THE INPUT ->
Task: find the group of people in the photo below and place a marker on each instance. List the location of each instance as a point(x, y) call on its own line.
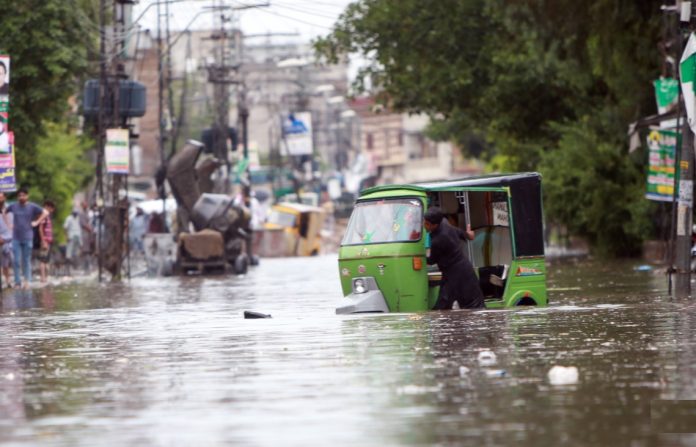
point(25, 227)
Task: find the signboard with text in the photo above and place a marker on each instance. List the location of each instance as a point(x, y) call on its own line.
point(662, 146)
point(297, 133)
point(116, 151)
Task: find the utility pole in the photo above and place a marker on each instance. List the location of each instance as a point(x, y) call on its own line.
point(682, 203)
point(103, 88)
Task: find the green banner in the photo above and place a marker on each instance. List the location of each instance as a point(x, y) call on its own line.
point(662, 147)
point(666, 93)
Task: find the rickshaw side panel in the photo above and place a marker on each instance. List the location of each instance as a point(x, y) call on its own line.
point(526, 279)
point(403, 288)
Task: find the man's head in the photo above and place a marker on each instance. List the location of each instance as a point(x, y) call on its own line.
point(49, 205)
point(23, 195)
point(433, 218)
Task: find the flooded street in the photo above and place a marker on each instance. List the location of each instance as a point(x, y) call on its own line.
point(171, 361)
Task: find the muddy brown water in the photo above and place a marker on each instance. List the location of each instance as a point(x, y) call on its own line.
point(171, 361)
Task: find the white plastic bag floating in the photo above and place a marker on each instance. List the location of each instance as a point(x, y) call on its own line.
point(563, 375)
point(487, 358)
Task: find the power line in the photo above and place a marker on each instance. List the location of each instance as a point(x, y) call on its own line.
point(294, 19)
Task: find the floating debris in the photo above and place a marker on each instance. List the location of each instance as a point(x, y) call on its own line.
point(487, 358)
point(250, 314)
point(563, 375)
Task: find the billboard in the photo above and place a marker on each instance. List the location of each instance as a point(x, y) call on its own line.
point(117, 151)
point(297, 134)
point(662, 147)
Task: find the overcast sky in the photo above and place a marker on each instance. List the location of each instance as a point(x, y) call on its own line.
point(308, 18)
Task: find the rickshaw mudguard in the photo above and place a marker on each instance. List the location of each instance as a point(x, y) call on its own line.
point(370, 301)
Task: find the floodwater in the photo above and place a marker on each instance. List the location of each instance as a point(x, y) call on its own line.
point(172, 362)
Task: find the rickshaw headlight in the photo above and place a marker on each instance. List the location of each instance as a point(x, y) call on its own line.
point(359, 286)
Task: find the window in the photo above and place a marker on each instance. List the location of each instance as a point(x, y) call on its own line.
point(384, 221)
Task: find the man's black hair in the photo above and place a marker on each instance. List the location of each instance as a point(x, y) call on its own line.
point(434, 215)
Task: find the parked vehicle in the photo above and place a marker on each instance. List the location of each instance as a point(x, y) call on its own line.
point(292, 229)
point(382, 259)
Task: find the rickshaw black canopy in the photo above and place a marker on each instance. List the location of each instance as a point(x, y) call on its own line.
point(525, 198)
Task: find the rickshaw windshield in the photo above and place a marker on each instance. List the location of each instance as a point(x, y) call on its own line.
point(385, 221)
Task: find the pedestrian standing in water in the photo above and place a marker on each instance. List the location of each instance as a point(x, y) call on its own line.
point(459, 281)
point(46, 236)
point(6, 236)
point(26, 215)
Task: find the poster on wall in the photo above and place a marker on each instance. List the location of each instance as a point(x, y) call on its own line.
point(4, 83)
point(8, 182)
point(117, 152)
point(662, 145)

DESCRIPTION OF THE TASK -> Reproduce all of the items above verbatim, line by line, including every point(x, y) line, but omit the pictures.

COMPLETED EXERCISE ->
Task: find the group of people in the photo below and place a marker on each instance. List the location of each instance as a point(x, y) call on its own line.
point(25, 227)
Task: find the signboard with text in the photo above and place a marker on each instance. List the location of each instance as a point(x, y) call on its own line.
point(662, 146)
point(297, 133)
point(116, 151)
Task: find the utility pole in the photo above and place a marker on each instance. List the location of each instance as a point(x, y) call on its own line.
point(682, 203)
point(103, 88)
Task: find the green banner in the photo above and place a marker on each instance. List the location of each instance as a point(x, y) call on its own line.
point(662, 147)
point(666, 93)
Task: find the rickshaw side panel in the photo above and place a marker on each instance. List the location of each instance as a point(x, y) call on its own line.
point(526, 279)
point(403, 288)
Task: find the man's head in the photo above and place a marker on each instance. List the location of each instance as a point(x, y) call on its own line.
point(49, 205)
point(23, 195)
point(433, 218)
Task: find the flooded street in the photo above and place a marker on each instance. List the location of each instance as a point(x, y) call on its own line.
point(171, 361)
Task: find the muddy brown water in the photo above and place a marker on each instance. List the location of each instance as a point(x, y) call on its own line.
point(171, 361)
Task: find the white plastic bag floating in the photo above and place a marker on each instance. List the location of each instance as a point(x, y) call on its own line.
point(563, 375)
point(487, 358)
Task: find the power line in the photo above and place a marker on each instance. List the location of each instance as a point(x, y) call on its own line.
point(294, 19)
Task: find the floating debris in the photo above and place a marker on each instance. List the location of each instance as a point(x, y) call on its own line.
point(487, 358)
point(250, 314)
point(563, 375)
Task: find the billboard in the photo above and place a marker on each instance. List the location of each instance as a point(x, y) call on its own line.
point(117, 151)
point(297, 134)
point(662, 147)
Task: find the overcast sky in the photo above and place a marker on each instance. List the location of each instance as a point(x, y) call on its own line.
point(308, 18)
Task: find the rickshaw mudguard in the photo above and place a marker on each instance. List the location of each instance as a point(x, y) call on its own line.
point(370, 301)
Task: find the floodwater in the photo above and place a marker on each instance. List the location of each instance as a point(x, y) call on its own line.
point(172, 362)
Task: find the rickshaw headlight in the photo above and place a marker on each instance. List the location of each instance as a point(x, y) call on its own line.
point(359, 286)
Task: find the window in the photo above and place a marker on each instance. List the location of each instance as a point(x, y) call on its own line.
point(384, 221)
Task: find the man's black hair in the photo above and place a marker on each instance. List the location of each instance as a point(x, y) call on its own line.
point(434, 215)
Task: find the parked vehicle in the photo above and place a marker on each instance. List the location of each instance as a point(x, y) call on its own line.
point(292, 229)
point(382, 259)
Task: find the rickshaw black canopy in the photo above and place a marker on each instance. List the location of each instance as a point(x, y) call on its own line.
point(525, 198)
Task: find the rickshaw windshield in the photo above and place a marker on each instance. List the location of each instance as a point(x, y) call on its own line.
point(385, 221)
Task: find the pedestrian standing in water in the photo above and place a marker on each instance. List the location of each instance as a point(x, y) call on its own line.
point(459, 281)
point(46, 236)
point(6, 236)
point(26, 215)
Task: find the poster on wall in the photo above and place a marker on each instance. List the location of each instance as a point(x, y) call on its own line.
point(4, 83)
point(8, 182)
point(117, 152)
point(662, 145)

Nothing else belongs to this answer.